[Point annotation records]
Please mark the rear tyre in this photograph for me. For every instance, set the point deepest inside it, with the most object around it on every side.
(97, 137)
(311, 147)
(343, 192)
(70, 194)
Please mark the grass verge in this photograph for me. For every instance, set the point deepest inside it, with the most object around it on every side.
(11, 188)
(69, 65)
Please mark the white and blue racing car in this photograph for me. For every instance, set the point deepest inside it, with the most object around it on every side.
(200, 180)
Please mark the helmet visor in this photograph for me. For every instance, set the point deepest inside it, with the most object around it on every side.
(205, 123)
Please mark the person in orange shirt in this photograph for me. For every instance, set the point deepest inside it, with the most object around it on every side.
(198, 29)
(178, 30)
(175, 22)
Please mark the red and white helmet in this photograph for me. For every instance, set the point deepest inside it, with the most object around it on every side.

**Exercise aim**
Write out every line of the records above again, requests included. Scale each point coordinate in the answers by 1.45 and round it to the nearest whole number, with halves rounded up.

**Answer for this exercise**
Please mark the rear tyre in this photograph for me. For every instance, set the point deepest inside it, with the most object around it on every side.
(141, 199)
(451, 213)
(497, 278)
(102, 281)
Please mark the grass verge in this photograph for me. For every instance, set the point deepest inside it, with the most object around it on every side.
(16, 273)
(100, 94)
Please mark the white and blue racing car in this photograph for me. For every instance, set the point deepest inside it, with the most object around it on every side.
(290, 261)
Please mark the helmet visor in this photograph for me. For every instance, set the point deepest inside it, with the most object around it on every side.
(297, 178)
Please mark the person in orange shirt in this photograph for me. For every instance, set the point deepest inside it, with the most object around it on every side.
(287, 42)
(258, 44)
(254, 32)
Please mark the red and white helmet in this photograph for me. For every instance, set the point deepest inside it, with the most object around it on every side.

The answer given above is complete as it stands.